=== Section Start ===

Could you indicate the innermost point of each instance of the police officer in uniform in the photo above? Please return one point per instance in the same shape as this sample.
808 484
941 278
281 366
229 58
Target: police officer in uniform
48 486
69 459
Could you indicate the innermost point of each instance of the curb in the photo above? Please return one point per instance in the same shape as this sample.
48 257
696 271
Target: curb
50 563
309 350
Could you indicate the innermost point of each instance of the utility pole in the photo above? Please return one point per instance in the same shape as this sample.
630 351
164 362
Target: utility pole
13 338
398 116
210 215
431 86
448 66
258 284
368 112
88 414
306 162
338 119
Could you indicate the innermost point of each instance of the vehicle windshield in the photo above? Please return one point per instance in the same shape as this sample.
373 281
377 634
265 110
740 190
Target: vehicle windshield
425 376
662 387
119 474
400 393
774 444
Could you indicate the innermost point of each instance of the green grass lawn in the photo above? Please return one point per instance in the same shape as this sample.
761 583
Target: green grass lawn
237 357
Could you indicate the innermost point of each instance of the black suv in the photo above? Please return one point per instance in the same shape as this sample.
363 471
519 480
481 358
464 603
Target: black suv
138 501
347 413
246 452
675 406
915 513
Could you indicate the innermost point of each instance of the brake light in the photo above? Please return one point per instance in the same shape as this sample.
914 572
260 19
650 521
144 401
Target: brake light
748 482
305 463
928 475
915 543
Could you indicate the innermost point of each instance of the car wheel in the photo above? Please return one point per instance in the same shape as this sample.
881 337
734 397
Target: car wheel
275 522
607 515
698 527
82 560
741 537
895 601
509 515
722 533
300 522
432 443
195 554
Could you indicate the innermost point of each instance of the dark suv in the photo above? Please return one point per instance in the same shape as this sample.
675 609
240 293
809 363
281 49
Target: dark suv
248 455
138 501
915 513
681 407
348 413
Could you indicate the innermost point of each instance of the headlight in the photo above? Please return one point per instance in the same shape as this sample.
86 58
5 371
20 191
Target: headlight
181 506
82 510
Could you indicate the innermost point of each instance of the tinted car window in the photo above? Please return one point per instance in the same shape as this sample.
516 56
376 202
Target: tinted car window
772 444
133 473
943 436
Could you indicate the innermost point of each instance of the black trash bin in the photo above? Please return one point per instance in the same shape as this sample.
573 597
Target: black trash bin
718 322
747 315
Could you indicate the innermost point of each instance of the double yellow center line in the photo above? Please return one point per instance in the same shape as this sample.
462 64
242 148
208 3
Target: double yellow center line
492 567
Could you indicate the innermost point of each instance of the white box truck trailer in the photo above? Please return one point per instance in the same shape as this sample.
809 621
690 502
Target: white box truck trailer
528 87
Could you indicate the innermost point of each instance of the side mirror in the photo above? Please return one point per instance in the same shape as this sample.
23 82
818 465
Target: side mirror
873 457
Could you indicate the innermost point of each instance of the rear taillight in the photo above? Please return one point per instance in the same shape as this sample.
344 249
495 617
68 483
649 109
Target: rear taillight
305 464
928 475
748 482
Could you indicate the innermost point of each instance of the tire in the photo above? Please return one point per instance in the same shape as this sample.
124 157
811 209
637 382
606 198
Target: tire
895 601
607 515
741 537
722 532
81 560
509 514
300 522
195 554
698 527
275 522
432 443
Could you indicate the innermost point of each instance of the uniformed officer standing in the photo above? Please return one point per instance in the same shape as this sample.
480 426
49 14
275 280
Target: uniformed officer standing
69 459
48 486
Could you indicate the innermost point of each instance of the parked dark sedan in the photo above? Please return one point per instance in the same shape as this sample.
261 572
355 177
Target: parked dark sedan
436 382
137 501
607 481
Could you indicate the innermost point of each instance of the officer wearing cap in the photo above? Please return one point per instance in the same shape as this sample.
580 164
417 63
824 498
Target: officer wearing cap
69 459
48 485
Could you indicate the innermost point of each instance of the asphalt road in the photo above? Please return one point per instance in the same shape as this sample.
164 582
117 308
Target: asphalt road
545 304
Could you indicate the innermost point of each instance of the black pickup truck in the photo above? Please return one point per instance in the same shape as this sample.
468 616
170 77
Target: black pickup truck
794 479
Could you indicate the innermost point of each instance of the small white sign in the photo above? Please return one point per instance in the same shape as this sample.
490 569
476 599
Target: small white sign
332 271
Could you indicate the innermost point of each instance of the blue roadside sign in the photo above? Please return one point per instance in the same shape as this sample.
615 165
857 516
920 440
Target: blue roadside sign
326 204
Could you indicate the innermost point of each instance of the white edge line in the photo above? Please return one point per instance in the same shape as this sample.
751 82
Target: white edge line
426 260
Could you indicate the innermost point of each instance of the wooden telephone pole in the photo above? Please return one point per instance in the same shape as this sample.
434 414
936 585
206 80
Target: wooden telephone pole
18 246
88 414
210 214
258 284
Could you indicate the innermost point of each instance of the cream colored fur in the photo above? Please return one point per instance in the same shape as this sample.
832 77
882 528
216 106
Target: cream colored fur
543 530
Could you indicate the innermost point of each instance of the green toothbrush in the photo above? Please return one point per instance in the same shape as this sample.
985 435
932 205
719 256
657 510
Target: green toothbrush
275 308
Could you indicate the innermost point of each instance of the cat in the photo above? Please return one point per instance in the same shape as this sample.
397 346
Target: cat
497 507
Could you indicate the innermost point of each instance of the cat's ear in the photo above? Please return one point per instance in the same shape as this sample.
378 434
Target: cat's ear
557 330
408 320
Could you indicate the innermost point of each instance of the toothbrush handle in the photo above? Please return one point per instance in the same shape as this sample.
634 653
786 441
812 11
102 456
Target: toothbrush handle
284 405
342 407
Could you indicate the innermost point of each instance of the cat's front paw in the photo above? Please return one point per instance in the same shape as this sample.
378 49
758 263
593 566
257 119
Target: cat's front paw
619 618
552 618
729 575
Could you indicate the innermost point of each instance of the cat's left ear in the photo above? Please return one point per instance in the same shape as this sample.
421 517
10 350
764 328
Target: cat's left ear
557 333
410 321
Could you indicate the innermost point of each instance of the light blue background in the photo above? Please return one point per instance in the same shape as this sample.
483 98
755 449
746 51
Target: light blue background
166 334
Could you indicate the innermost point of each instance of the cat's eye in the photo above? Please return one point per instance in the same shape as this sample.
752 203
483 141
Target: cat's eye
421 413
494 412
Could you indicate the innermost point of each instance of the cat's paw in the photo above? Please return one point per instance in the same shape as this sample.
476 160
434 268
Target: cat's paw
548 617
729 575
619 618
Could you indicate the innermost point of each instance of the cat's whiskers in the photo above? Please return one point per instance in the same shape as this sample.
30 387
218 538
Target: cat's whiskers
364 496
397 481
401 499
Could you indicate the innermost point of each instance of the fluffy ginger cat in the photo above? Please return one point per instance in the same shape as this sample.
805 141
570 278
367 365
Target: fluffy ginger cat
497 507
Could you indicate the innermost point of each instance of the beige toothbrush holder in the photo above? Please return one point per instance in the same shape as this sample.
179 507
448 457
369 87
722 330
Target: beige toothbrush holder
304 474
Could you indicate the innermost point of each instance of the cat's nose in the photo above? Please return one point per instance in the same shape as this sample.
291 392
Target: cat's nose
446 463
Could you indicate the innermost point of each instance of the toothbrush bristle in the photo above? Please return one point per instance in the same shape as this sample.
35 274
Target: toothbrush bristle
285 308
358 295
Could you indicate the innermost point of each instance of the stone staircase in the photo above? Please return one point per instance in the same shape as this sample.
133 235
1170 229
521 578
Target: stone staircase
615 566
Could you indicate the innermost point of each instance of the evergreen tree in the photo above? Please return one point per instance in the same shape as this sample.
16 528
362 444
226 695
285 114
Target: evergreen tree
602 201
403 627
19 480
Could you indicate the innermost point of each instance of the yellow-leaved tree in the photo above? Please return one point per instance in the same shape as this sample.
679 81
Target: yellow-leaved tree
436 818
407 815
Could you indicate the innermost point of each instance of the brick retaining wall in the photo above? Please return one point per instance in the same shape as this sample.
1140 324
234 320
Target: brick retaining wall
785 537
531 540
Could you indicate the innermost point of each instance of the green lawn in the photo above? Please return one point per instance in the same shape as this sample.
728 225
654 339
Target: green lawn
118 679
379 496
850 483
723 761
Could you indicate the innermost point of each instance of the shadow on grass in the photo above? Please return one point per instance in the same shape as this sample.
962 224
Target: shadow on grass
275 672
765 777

=== Section End ===

* Exercise brief
Transcribe exactly the line containing "of the stone" along with all later lines of the material, through its last line. Add nothing.

* Answer to this task
Could you indicate the innermost point of each instance of the stone staircase in the photo above? Please return one point per instance in the same shape as this sample.
133 235
1170 229
521 578
Target: stone staircase
615 566
Could you indicate the innermost point of each instance of the evergreen tree in the photo above? Please return one point per instance in the same shape as this sample.
16 528
362 444
226 695
285 114
Target: evergreen tree
602 201
403 627
19 480
Could you indicate the innermost point of each instance of the yellow-leaved tree in the photo above? Please return one point per instance in the same shape as this sample.
679 81
Target: yellow-leaved tree
436 818
407 815
Could you indicate the innermost point of each instance of the brick retaining wall in the photo above? Please return one point per instance in the same shape as this sample.
1140 324
234 320
Target: brick retaining wall
785 537
531 540
Could you indicate the innermost point of each instance of the green lawn in the photo above? Please return one point per instance in the same shape as this sample.
728 225
654 339
Target: green lawn
118 679
379 496
850 483
723 761
Could you indicate the innermost point of each instance of the shadow on grass in the photo above? Please return one point per instance in the same shape as this sample.
962 224
Target: shadow on grass
275 672
765 777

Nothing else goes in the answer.